What you are asked to do: Copy the material below word for word, leaving out the pictures.

Dataset records:
⟨
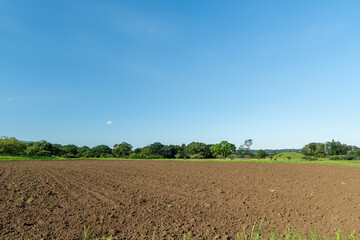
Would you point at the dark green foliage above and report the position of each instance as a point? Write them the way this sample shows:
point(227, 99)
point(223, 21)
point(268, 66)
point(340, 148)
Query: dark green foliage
point(43, 153)
point(101, 151)
point(11, 147)
point(42, 148)
point(198, 148)
point(197, 156)
point(244, 150)
point(69, 151)
point(309, 158)
point(84, 152)
point(314, 149)
point(262, 154)
point(336, 148)
point(122, 150)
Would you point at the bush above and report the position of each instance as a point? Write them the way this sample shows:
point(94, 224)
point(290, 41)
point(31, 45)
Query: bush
point(350, 157)
point(233, 156)
point(69, 155)
point(309, 158)
point(197, 156)
point(43, 153)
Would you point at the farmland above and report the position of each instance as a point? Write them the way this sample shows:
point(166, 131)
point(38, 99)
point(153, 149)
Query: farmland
point(164, 199)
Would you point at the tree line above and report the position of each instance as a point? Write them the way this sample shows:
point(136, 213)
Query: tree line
point(335, 150)
point(10, 146)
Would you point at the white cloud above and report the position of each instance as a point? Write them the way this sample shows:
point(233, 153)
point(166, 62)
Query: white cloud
point(109, 123)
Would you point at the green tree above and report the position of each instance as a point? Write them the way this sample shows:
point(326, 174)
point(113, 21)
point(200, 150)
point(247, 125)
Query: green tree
point(11, 146)
point(101, 151)
point(223, 149)
point(336, 148)
point(122, 150)
point(245, 148)
point(41, 148)
point(262, 154)
point(199, 149)
point(69, 151)
point(145, 152)
point(84, 151)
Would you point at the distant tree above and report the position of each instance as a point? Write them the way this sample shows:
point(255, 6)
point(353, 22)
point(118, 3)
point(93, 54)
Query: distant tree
point(245, 148)
point(313, 149)
point(11, 146)
point(101, 151)
point(84, 151)
point(223, 149)
point(122, 150)
point(262, 154)
point(336, 148)
point(198, 148)
point(41, 148)
point(137, 150)
point(169, 151)
point(181, 152)
point(69, 151)
point(157, 149)
point(145, 152)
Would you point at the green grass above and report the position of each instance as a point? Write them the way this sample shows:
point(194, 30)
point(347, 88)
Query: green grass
point(286, 155)
point(25, 158)
point(253, 232)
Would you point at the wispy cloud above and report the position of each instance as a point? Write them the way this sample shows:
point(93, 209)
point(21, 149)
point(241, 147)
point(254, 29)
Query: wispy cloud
point(109, 123)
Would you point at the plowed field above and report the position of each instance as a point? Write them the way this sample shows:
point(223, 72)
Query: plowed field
point(142, 199)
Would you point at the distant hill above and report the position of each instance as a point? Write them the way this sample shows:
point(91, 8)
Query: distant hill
point(287, 155)
point(276, 151)
point(26, 141)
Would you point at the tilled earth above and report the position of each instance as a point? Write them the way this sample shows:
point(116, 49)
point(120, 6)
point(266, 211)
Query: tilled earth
point(163, 199)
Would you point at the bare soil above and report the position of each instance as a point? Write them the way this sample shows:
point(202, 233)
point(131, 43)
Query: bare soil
point(142, 199)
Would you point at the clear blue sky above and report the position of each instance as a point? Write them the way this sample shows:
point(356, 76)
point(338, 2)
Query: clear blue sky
point(284, 73)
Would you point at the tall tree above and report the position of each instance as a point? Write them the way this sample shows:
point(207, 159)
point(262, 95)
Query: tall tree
point(122, 149)
point(223, 149)
point(11, 146)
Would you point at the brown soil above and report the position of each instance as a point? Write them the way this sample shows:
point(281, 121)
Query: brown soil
point(141, 199)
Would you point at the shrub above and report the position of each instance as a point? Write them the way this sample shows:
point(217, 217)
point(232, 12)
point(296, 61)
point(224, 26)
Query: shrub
point(233, 156)
point(349, 157)
point(309, 158)
point(43, 153)
point(69, 155)
point(197, 156)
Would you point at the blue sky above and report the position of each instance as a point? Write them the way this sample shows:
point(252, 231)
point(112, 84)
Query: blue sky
point(283, 73)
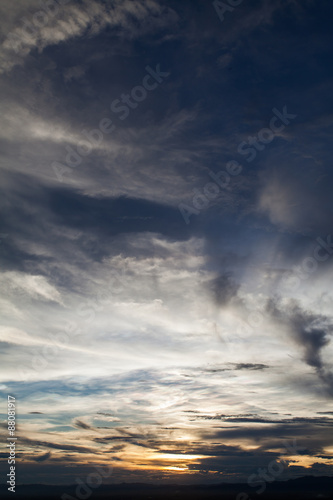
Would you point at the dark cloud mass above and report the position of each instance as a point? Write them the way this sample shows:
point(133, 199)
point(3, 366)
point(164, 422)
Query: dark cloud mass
⟩
The completed task:
Would you point at the dark green foliage above and report the position of each instance as a point? Write them the way this sample shows:
point(227, 99)
point(223, 21)
point(268, 66)
point(340, 148)
Query: dark green foliage
point(43, 153)
point(101, 151)
point(11, 147)
point(42, 148)
point(198, 148)
point(197, 156)
point(244, 150)
point(69, 151)
point(309, 158)
point(84, 152)
point(314, 149)
point(262, 154)
point(336, 148)
point(122, 150)
Would you point at the bush above and report the position of each instance as a point? Write them the way this sample shows:
point(94, 224)
point(290, 41)
point(31, 45)
Query: bush
point(350, 157)
point(233, 156)
point(69, 155)
point(309, 158)
point(197, 156)
point(43, 153)
Would you point at the farmland above and report the position of each instance as a point? Write them the way this sample shows:
point(166, 131)
point(38, 99)
point(153, 149)
Query: farmland
point(164, 199)
Would you point at the tree line above and report the position of each instance as a point? Write them the way this sample shows:
point(136, 213)
Query: tree line
point(335, 150)
point(10, 146)
Would you point at the white cloud above and report the position of each instance as a point? Write them the way this sample shows:
point(233, 153)
point(166, 62)
Query: white cloud
point(109, 123)
Would you point at the green tree above and report the position of each instance as a point? Write them the way this sample shows:
point(326, 174)
point(113, 21)
point(200, 150)
point(247, 125)
Query: green tree
point(11, 146)
point(101, 151)
point(223, 149)
point(336, 148)
point(122, 150)
point(245, 148)
point(41, 148)
point(262, 154)
point(199, 149)
point(69, 151)
point(145, 152)
point(84, 151)
Would you point at the distant tree above and report the position of each instance as a point? Write them the way this sample shows:
point(255, 6)
point(353, 22)
point(118, 3)
point(93, 54)
Query: distant tree
point(245, 148)
point(313, 149)
point(11, 146)
point(101, 151)
point(84, 151)
point(223, 149)
point(122, 150)
point(262, 154)
point(336, 148)
point(198, 148)
point(41, 148)
point(137, 150)
point(169, 151)
point(181, 152)
point(69, 151)
point(157, 149)
point(145, 152)
Would you point at the green grass above and report the position of each instance as a point? Write them the way this sample shows:
point(194, 30)
point(347, 88)
Query: green grass
point(286, 155)
point(25, 158)
point(253, 232)
Would you point at the wispy cloud above and report the position of each instance as a point? Write them the way this sample shows:
point(93, 209)
point(21, 149)
point(241, 147)
point(254, 29)
Query: wispy cloud
point(109, 123)
Would you point at the plowed field above and report the position of each instance as a point? Write them the way this sample shows:
point(223, 72)
Query: plowed field
point(142, 199)
Would you point at the distant hill above and report the position of each instance as a point? Write them the way this sample shows:
point(91, 8)
Query: distant hill
point(287, 155)
point(276, 151)
point(26, 141)
Would you point at the tilled earth above and report the position of each instance as a point? Write them the way this sample shows:
point(116, 49)
point(120, 6)
point(266, 211)
Query: tilled earth
point(163, 199)
Would you point at the bare soil above and report the position of each instance as a point? Write them the way this sample shows:
point(202, 233)
point(131, 43)
Query: bare soil
point(142, 199)
Would you point at the clear blue sky above and report the position of each instance as a point? Write them the way this sample shows:
point(356, 76)
point(338, 2)
Query: clear blue sky
point(284, 73)
Would you point at the tall tree above and report the position of each instance as a point? Write them the way this sample shows:
point(207, 159)
point(262, 95)
Query: tall tree
point(122, 149)
point(223, 149)
point(11, 146)
Would you point at the brown soil above and report the position of each instance as a point? Write them the way this sample shows:
point(281, 121)
Query: brown soil
point(141, 199)
Would you point at the shrub above and report the position of each instance as a point? Write them the way this sample shows:
point(217, 217)
point(232, 12)
point(296, 61)
point(224, 26)
Query: shrub
point(233, 156)
point(349, 157)
point(309, 158)
point(43, 153)
point(69, 155)
point(197, 156)
Would you point at the blue sky above and report the position of each instance as a point? Write them the way this sample shows:
point(252, 231)
point(112, 84)
Query: blue sky
point(283, 73)
Would you point at the dark cloud mass above and report the position of each instance as a point? Write them the way this sample shows:
point(133, 199)
point(3, 366)
point(164, 422)
Query: dark cloud mass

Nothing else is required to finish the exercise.